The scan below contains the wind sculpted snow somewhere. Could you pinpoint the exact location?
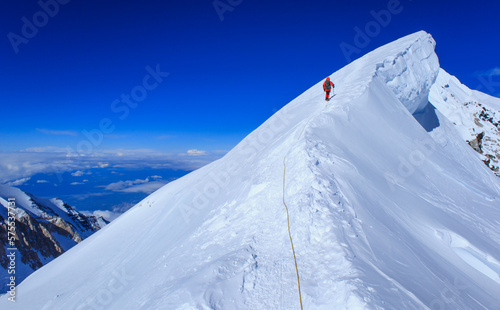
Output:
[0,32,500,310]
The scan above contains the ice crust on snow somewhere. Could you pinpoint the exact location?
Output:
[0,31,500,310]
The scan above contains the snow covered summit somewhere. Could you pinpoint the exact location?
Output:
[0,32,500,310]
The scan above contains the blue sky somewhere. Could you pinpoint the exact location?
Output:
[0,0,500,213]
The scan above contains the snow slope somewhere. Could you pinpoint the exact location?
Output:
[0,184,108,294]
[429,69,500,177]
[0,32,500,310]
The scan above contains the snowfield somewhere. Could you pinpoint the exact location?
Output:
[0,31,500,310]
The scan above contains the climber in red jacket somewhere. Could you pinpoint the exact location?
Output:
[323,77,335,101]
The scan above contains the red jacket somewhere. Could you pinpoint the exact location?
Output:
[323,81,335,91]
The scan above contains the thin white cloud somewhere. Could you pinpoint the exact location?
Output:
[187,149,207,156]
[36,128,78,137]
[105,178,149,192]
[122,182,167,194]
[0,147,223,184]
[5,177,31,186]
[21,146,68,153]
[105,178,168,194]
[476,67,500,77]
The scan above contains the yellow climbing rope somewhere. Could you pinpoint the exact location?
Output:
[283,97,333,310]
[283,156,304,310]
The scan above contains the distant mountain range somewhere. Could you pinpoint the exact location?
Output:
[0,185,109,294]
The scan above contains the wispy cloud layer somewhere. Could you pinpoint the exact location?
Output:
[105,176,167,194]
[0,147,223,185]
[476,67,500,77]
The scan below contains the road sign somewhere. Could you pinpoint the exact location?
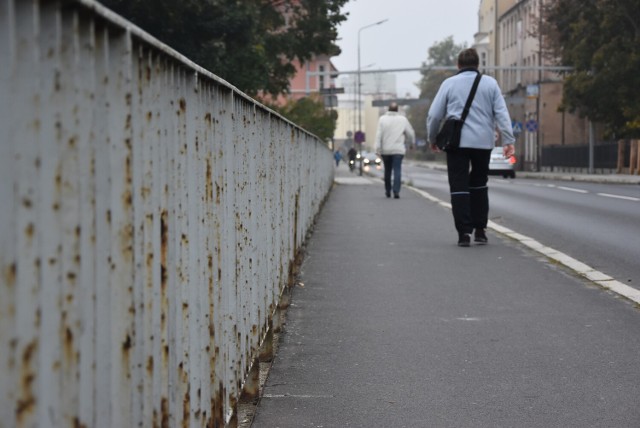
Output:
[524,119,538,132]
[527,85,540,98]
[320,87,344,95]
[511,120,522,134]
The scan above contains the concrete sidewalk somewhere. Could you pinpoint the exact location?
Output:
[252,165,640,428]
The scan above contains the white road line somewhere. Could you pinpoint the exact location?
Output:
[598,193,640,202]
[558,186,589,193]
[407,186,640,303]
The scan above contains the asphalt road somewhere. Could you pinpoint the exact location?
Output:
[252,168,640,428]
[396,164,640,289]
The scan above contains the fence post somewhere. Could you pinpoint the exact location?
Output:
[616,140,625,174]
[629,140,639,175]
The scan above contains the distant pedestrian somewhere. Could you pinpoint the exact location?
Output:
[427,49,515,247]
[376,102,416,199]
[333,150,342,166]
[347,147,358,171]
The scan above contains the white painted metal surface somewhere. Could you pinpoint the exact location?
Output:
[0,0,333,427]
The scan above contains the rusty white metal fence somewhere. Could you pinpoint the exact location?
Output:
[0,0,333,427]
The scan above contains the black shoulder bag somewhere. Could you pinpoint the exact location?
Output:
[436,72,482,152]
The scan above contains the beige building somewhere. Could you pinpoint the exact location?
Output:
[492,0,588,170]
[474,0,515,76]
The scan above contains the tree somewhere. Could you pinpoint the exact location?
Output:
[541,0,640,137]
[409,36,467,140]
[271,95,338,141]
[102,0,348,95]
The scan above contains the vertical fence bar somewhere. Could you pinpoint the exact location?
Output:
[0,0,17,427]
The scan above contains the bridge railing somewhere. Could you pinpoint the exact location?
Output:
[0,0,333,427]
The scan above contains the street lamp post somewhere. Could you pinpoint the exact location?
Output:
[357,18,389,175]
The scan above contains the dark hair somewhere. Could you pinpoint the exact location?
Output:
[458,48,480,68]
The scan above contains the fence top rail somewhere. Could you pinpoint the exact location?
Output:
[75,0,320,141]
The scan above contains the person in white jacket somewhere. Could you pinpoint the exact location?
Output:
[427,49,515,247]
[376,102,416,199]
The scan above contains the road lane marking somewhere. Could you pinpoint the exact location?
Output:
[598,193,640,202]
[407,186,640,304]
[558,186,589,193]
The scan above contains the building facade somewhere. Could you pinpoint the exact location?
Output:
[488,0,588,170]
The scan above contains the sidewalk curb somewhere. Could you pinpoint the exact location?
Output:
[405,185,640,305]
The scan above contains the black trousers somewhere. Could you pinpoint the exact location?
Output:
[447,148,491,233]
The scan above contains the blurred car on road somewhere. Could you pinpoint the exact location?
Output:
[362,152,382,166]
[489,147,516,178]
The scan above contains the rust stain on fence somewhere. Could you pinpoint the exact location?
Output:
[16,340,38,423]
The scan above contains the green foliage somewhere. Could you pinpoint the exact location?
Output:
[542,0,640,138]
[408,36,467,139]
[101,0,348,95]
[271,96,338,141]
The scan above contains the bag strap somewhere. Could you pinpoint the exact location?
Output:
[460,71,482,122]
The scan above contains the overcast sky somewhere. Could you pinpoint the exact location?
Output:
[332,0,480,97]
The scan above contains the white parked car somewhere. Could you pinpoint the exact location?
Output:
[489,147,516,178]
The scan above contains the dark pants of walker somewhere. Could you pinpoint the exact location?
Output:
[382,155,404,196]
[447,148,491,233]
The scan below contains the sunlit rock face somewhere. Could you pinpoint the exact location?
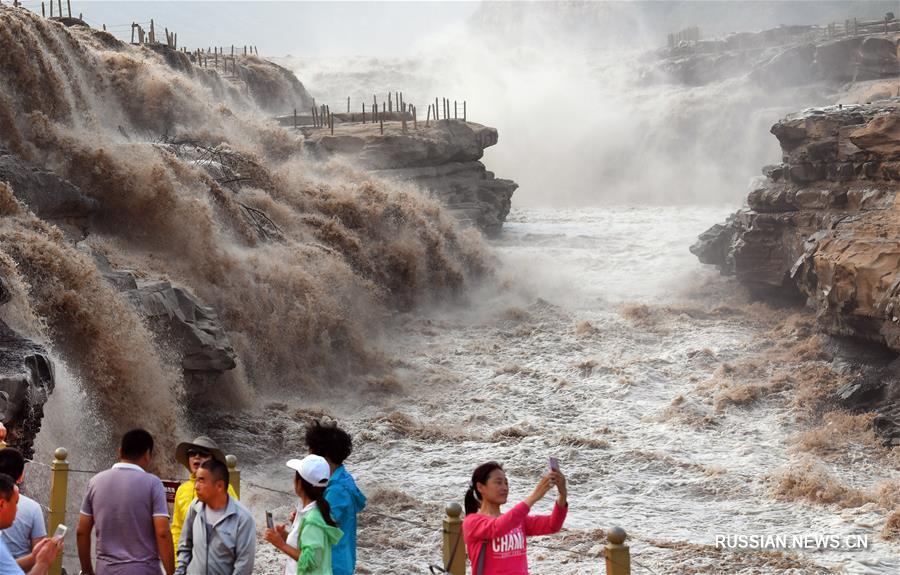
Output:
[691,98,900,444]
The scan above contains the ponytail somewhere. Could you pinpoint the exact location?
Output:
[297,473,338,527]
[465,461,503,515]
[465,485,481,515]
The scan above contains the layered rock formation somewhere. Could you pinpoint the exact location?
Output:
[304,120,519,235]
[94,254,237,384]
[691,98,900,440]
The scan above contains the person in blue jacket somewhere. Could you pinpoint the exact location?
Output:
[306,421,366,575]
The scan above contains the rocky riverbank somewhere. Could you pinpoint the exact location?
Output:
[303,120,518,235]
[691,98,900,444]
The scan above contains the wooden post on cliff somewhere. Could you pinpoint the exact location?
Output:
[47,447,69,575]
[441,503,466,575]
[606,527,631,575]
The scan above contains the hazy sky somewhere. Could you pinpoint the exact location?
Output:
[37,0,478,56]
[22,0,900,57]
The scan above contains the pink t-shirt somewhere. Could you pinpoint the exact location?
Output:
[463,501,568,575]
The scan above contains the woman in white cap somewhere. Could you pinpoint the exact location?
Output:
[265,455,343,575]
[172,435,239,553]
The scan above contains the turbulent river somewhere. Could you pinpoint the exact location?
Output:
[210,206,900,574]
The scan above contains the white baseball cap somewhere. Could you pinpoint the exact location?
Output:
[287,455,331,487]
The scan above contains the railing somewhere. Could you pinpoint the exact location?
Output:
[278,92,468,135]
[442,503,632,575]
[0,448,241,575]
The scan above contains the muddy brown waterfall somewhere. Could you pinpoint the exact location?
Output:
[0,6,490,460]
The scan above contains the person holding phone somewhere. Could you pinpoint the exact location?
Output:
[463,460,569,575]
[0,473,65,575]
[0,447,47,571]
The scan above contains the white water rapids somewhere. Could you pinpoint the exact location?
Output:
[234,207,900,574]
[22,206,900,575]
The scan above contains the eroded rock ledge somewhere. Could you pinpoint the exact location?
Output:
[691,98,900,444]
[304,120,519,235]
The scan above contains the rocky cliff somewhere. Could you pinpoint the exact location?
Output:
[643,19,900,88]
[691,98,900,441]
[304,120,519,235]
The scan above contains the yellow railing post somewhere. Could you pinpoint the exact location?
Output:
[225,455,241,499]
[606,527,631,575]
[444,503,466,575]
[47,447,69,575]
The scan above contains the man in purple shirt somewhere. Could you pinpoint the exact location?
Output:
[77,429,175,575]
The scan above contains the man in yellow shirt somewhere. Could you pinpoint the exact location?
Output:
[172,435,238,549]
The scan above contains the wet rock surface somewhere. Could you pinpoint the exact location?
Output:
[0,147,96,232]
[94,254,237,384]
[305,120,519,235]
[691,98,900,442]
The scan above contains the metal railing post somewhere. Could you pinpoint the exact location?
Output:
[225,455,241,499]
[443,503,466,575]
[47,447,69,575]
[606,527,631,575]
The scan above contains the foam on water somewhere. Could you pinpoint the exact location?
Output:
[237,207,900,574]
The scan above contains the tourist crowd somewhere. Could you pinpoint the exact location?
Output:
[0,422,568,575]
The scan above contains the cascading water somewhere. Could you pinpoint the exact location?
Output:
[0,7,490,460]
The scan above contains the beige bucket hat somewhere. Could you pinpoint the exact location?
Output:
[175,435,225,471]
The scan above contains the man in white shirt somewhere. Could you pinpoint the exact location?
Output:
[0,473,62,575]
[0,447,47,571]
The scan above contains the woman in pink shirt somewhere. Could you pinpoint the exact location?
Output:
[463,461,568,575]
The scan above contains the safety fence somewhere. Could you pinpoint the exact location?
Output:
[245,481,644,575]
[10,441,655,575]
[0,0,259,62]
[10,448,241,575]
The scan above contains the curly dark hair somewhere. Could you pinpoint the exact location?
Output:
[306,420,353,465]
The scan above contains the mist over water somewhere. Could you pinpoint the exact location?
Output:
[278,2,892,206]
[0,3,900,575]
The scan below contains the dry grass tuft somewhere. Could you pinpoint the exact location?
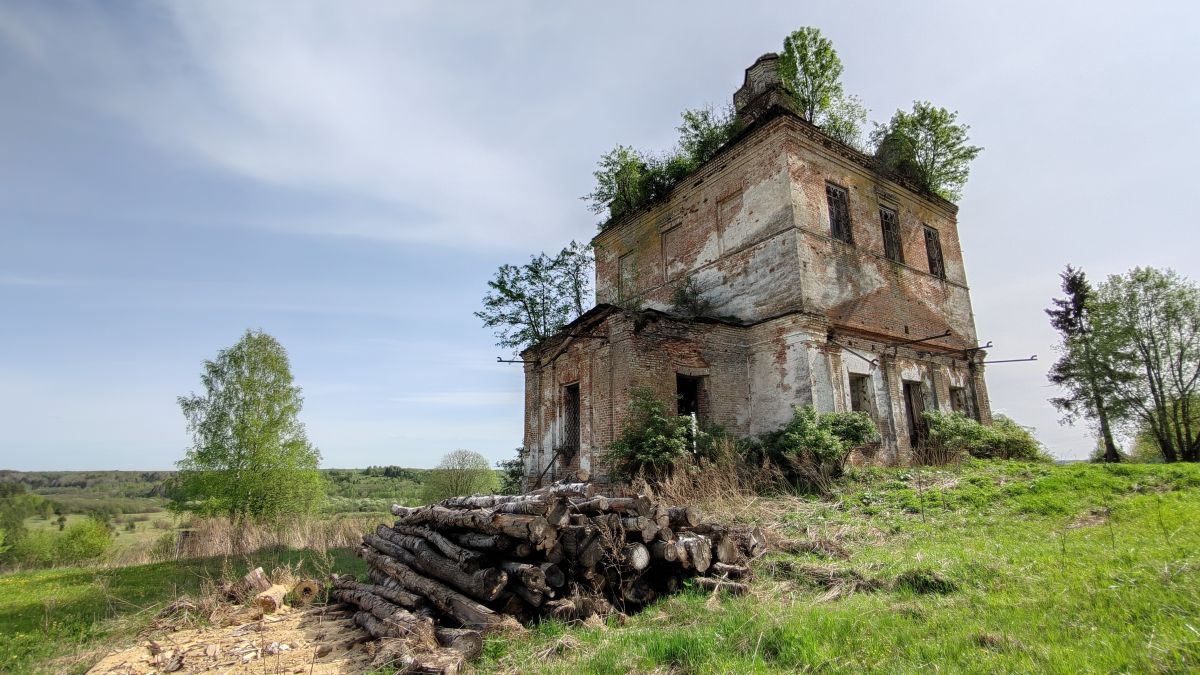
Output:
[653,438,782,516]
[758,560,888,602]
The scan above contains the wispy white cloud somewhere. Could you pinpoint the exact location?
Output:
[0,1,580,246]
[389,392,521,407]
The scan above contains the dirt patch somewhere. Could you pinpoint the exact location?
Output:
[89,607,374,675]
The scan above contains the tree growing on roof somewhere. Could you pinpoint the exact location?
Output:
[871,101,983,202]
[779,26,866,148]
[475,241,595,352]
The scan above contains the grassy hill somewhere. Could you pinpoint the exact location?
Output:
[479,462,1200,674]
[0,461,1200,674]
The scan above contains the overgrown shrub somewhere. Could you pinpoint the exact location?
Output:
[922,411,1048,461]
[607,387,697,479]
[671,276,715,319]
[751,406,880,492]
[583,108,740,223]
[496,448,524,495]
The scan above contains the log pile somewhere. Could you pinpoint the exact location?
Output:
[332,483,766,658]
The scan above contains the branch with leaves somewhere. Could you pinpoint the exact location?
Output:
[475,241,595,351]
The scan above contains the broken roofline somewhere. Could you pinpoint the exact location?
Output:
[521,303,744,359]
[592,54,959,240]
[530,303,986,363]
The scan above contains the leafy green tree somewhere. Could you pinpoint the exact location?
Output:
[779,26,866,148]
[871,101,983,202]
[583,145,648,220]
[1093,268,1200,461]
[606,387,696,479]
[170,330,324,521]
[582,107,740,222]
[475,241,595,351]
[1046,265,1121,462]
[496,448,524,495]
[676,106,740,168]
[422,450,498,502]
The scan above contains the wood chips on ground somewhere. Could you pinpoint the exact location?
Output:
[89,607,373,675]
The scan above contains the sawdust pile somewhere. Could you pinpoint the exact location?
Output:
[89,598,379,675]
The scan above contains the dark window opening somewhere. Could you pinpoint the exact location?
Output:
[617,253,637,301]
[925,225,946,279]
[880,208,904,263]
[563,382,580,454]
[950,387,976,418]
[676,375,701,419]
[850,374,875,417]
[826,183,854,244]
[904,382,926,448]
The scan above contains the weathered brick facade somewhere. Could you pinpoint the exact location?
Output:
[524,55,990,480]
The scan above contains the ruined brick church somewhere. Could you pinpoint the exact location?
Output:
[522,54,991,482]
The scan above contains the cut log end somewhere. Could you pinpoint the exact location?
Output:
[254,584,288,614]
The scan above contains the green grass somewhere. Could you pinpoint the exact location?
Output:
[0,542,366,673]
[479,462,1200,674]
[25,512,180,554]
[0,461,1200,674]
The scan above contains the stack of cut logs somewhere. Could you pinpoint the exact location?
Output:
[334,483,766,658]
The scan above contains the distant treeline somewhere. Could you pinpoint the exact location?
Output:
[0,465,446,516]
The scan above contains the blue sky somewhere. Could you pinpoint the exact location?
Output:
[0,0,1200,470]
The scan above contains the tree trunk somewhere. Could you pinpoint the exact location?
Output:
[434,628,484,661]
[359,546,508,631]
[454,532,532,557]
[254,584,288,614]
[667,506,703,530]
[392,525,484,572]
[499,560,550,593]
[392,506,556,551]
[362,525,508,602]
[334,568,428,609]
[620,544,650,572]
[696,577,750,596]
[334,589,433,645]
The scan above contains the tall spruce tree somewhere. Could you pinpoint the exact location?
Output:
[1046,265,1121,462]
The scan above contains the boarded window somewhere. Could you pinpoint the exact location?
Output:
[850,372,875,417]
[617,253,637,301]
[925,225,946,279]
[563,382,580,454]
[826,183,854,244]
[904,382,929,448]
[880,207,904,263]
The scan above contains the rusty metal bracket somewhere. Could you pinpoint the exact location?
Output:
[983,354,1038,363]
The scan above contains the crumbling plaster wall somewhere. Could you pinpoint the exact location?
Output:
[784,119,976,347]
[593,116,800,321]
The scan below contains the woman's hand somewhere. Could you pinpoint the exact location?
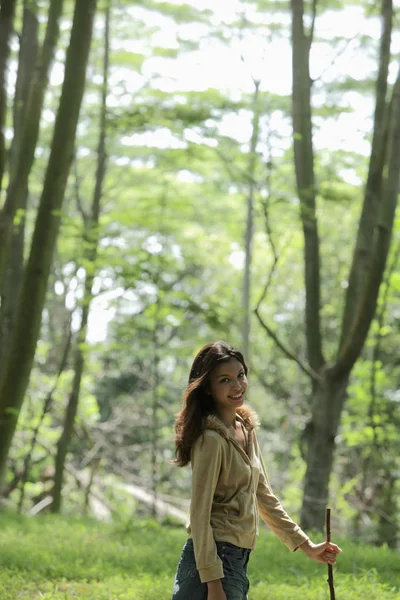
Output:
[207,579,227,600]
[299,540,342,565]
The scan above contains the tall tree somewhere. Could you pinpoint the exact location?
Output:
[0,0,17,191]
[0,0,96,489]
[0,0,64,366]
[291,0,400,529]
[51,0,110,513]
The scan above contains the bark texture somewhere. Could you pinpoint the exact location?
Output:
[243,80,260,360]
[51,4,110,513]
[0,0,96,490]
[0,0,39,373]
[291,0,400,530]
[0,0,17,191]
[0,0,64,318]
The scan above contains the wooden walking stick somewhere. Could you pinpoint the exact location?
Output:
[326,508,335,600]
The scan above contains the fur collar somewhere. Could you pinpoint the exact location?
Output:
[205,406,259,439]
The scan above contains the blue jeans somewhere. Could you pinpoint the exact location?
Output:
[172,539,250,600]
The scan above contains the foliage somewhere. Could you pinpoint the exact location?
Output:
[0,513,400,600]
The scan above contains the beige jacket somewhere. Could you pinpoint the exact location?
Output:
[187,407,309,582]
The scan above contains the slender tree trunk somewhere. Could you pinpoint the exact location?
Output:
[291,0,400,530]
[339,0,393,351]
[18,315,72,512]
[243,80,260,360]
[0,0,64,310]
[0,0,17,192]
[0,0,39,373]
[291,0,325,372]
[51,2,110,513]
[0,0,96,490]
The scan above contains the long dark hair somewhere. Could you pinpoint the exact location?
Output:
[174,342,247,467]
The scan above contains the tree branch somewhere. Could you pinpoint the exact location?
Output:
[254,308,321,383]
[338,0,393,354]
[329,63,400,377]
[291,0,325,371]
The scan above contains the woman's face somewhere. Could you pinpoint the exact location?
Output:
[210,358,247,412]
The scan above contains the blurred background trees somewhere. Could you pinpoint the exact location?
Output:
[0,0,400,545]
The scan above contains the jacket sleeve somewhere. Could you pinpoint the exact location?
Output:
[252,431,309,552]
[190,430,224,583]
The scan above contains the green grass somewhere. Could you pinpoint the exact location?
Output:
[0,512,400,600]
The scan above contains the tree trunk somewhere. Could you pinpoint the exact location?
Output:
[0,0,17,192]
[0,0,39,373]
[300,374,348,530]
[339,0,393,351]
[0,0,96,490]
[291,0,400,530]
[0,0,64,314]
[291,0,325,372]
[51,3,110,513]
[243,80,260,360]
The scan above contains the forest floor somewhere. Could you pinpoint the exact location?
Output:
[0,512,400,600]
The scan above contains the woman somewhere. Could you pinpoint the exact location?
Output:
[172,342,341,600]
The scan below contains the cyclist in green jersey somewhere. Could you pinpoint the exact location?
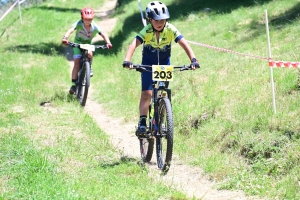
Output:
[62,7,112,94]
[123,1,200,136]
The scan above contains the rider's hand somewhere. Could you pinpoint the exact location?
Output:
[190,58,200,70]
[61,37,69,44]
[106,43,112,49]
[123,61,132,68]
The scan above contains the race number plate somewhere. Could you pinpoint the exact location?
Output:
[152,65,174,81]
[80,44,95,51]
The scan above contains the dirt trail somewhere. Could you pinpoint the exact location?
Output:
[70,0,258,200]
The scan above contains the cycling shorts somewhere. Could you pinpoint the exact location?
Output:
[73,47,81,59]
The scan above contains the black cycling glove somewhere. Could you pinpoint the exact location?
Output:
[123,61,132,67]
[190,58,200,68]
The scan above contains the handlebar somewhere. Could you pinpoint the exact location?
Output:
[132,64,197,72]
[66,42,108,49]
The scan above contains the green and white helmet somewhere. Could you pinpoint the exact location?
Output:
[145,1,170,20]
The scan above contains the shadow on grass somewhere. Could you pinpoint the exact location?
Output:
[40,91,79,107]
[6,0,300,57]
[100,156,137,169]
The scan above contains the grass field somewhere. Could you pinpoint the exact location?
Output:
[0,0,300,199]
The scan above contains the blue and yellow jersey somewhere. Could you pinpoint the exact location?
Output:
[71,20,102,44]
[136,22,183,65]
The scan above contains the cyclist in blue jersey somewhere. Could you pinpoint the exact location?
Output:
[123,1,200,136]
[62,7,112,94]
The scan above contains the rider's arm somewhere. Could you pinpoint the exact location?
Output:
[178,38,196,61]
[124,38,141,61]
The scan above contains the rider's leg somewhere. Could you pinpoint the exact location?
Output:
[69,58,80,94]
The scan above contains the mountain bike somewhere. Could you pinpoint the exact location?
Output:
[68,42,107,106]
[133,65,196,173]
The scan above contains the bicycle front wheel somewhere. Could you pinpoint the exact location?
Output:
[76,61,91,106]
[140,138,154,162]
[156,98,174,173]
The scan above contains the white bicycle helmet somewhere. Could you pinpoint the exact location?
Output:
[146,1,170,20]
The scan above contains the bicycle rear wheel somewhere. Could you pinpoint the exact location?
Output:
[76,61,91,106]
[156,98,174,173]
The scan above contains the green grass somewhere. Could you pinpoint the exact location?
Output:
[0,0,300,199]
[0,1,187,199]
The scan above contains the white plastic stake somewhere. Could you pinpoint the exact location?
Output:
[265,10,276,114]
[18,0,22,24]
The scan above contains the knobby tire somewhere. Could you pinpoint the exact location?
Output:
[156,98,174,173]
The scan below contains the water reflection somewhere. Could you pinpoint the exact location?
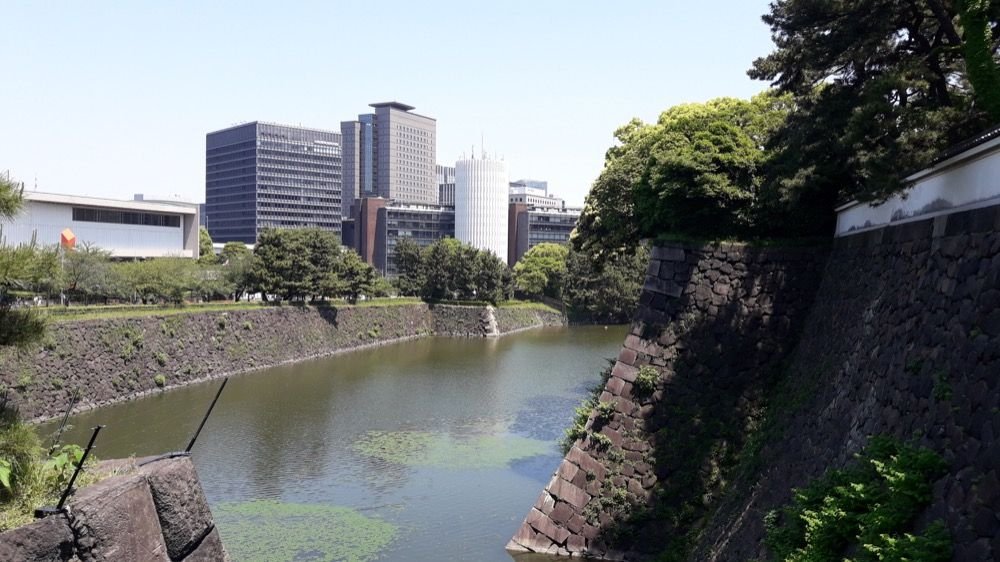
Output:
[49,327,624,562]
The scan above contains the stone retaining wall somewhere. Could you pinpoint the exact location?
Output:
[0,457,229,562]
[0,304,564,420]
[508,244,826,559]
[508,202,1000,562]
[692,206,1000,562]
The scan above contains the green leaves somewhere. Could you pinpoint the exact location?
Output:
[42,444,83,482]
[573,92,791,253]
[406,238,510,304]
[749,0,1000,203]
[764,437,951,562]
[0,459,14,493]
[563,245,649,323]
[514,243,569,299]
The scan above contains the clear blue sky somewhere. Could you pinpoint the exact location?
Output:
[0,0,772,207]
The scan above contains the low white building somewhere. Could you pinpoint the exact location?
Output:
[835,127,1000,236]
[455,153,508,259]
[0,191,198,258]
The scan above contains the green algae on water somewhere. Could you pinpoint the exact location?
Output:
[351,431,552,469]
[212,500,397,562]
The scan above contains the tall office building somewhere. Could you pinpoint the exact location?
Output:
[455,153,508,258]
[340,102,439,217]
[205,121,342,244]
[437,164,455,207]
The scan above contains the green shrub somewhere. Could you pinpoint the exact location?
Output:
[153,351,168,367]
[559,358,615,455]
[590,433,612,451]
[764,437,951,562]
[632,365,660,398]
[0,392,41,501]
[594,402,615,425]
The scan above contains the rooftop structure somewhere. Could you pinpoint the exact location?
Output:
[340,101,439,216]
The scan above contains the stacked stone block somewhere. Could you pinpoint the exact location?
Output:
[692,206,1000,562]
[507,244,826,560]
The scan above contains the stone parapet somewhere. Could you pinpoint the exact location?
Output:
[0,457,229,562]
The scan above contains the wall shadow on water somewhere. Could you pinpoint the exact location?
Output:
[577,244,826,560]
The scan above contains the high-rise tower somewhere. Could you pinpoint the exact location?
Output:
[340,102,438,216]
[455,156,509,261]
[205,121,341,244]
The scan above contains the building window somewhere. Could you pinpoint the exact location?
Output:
——————
Rewrite the material beginning at the line that contains "The scan above contains the rider's hand" and ending after the line that contains "[80,44,95,51]", keeping every line. Shift each bounding-box coordinate in the answers up by 52, and leave the request lines unchanged.

Full response:
The scan above contains the rider's hand somewhere. Could you pinpoint the exact location?
Output:
[242,110,252,122]
[113,89,121,96]
[158,95,164,101]
[175,113,184,120]
The scan above contains the race number plate somewhere. Could you pinpoint the exact location?
Output:
[204,117,226,133]
[132,96,147,103]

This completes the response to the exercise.